-- Task instructions --
Your job is to write out each record precisely as it stands.

(Natural-language object grounding data)
● ● ●

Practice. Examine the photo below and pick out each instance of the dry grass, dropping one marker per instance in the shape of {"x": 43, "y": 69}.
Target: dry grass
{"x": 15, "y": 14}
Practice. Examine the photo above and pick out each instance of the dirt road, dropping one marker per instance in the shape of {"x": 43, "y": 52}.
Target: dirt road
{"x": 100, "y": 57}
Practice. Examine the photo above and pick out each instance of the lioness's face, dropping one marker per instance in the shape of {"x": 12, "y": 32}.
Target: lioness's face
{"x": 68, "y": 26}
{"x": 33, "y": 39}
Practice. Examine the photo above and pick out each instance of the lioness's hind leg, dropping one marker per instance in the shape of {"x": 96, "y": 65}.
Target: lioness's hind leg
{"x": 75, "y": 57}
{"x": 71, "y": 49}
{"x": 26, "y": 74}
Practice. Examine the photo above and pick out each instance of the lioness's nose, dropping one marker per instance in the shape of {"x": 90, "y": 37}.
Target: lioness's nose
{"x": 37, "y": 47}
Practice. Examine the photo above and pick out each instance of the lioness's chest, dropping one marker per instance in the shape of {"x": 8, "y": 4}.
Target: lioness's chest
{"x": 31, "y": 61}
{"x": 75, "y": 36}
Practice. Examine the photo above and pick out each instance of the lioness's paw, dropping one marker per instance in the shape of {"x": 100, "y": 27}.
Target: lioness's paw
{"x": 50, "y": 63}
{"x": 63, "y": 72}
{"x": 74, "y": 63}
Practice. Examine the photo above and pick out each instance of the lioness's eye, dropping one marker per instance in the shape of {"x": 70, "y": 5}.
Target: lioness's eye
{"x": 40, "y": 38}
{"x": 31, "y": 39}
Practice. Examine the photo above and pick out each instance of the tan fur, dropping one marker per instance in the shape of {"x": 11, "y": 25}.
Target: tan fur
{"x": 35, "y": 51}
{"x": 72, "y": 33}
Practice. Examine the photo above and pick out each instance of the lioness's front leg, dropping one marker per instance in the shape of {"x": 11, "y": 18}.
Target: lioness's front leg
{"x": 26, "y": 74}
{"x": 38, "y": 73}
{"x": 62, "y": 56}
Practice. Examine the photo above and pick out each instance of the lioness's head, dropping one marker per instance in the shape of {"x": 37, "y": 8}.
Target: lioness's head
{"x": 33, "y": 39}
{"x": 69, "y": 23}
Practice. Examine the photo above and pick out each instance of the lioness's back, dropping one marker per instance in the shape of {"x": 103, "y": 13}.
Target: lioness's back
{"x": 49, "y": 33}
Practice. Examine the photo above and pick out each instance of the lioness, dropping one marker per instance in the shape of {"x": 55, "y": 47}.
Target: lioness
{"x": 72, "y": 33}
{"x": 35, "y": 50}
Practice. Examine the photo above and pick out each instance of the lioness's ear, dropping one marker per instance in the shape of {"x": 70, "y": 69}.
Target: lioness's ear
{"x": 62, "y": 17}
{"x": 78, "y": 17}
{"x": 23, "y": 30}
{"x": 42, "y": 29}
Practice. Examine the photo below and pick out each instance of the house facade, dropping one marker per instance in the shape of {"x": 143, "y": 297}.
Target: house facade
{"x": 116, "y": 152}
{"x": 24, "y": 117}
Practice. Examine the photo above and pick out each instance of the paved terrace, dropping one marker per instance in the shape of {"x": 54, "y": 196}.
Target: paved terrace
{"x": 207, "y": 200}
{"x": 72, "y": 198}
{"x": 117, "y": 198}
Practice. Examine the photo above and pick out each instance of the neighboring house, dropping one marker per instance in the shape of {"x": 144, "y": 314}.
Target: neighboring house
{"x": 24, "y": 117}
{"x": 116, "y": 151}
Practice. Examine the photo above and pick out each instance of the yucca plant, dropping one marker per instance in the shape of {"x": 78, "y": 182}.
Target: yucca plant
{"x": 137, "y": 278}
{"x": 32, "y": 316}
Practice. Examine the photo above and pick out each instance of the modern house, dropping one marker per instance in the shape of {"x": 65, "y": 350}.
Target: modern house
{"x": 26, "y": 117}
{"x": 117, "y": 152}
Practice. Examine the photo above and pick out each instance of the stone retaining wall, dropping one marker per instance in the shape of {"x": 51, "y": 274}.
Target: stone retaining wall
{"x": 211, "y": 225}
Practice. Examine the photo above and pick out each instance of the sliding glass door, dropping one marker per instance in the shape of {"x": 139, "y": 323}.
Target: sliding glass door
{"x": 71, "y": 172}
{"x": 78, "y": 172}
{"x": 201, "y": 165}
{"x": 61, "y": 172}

● ● ●

-- Result of this task --
Practice. Examine the photo below and pick out each instance of the dry grass, dropping one marker per instance in the shape of {"x": 43, "y": 69}.
Target: dry grass
{"x": 15, "y": 14}
Practice. Examine the photo above and pick out each instance of the dirt road, dropping one marker per instance in the shape of {"x": 43, "y": 52}.
Target: dirt road
{"x": 100, "y": 57}
Practice. Examine the photo above and pick out each instance of the lioness's face, dropping one marker per instance in the shape of {"x": 12, "y": 32}.
Target: lioness's face
{"x": 68, "y": 26}
{"x": 33, "y": 39}
Practice. Examine the photo above and pick out each instance of the lioness's hind leg, dropping one marker per instance in the shape of {"x": 96, "y": 65}.
Target: lioness's hind leg
{"x": 75, "y": 57}
{"x": 71, "y": 49}
{"x": 26, "y": 74}
Practice. Examine the photo above and pick out each instance of the lioness's nose, dropping one marker per instance in the shape of {"x": 90, "y": 37}.
Target: lioness's nose
{"x": 37, "y": 47}
Practice. Examine the photo above and pick out each instance of the lioness's chest, dropping one marker per instance in the shape of {"x": 8, "y": 4}.
Target: lioness's chest
{"x": 31, "y": 61}
{"x": 75, "y": 36}
Practice. Examine the photo above and pick out each instance of the lioness's paw, dropping one marker per instance in the shape of {"x": 100, "y": 27}.
Target: lioness's paw
{"x": 50, "y": 63}
{"x": 63, "y": 72}
{"x": 74, "y": 63}
Practice. Examine the photo above and pick out each instance of the lioness's eye, dropping one marker per instance in the shape of {"x": 70, "y": 5}.
Target: lioness's eye
{"x": 40, "y": 38}
{"x": 31, "y": 39}
Practice. Examine the photo above and pick out each instance of the tan fur, dropping one marker per instance in the shape of {"x": 11, "y": 25}.
Target: tan fur
{"x": 35, "y": 51}
{"x": 72, "y": 33}
Practice. Examine the photo above and pick out each instance of the lioness's front leg, dropping one marker per instance in the shape of {"x": 11, "y": 18}.
Target: lioness's front leg
{"x": 26, "y": 74}
{"x": 38, "y": 73}
{"x": 62, "y": 56}
Practice. Examine the photo above and pick out each instance of the lioness's head, dropping one marker per instance in the shape of {"x": 37, "y": 8}.
Target: lioness's head
{"x": 33, "y": 39}
{"x": 69, "y": 23}
Practice. Examine the photo above and pick out each instance of the lioness's back, dropping one marker per instance in the shape of {"x": 103, "y": 13}.
Target: lioness's back
{"x": 49, "y": 33}
Practice. Examine the photo above and pick out each instance of the lioness, dropping one marker per instance in the shape of {"x": 55, "y": 47}.
Target: lioness
{"x": 72, "y": 33}
{"x": 35, "y": 50}
Practice. Examine the photo above and pick out each instance of the lioness's ear, dropping one marker per instance in the shape of {"x": 70, "y": 69}.
Target: lioness's ear
{"x": 62, "y": 17}
{"x": 78, "y": 17}
{"x": 23, "y": 30}
{"x": 42, "y": 29}
Practice. Examine the photo below and pick out each instance of the house facade, dropping one marker per instance in the shape of {"x": 143, "y": 297}.
Target: house facade
{"x": 116, "y": 152}
{"x": 24, "y": 117}
Practice. Examine the photo above and pick out each instance of the paved terrace, dropping one marker per instance in the shape of {"x": 54, "y": 196}.
Target: paved terrace
{"x": 207, "y": 200}
{"x": 72, "y": 198}
{"x": 117, "y": 198}
Practice. Examine the photo above and pick out each instance of the neighboring house, dropping one marker per instance in the shape of {"x": 144, "y": 314}.
Target: neighboring house
{"x": 24, "y": 117}
{"x": 116, "y": 151}
Practice. Examine the photo above and pick out each instance of the yucca plant, dropping one marker per instance in the shape of {"x": 78, "y": 182}.
Target: yucca plant
{"x": 137, "y": 278}
{"x": 32, "y": 316}
Practice. Examine the photo above and pick out each instance of the modern house, dropping one marker per instance in the shape of {"x": 65, "y": 350}.
Target: modern house
{"x": 26, "y": 117}
{"x": 117, "y": 152}
Practice. Examine the photo above and pick out each instance of the stone retaining wall, dropping one marker per instance in the shape of {"x": 51, "y": 274}.
Target: stone retaining wall
{"x": 211, "y": 225}
Practice. Examine the photo above and pick out each instance of the sliding glass door, dropping one marker per instance in the shape of {"x": 139, "y": 323}.
Target: sliding glass door
{"x": 71, "y": 172}
{"x": 78, "y": 172}
{"x": 201, "y": 165}
{"x": 61, "y": 172}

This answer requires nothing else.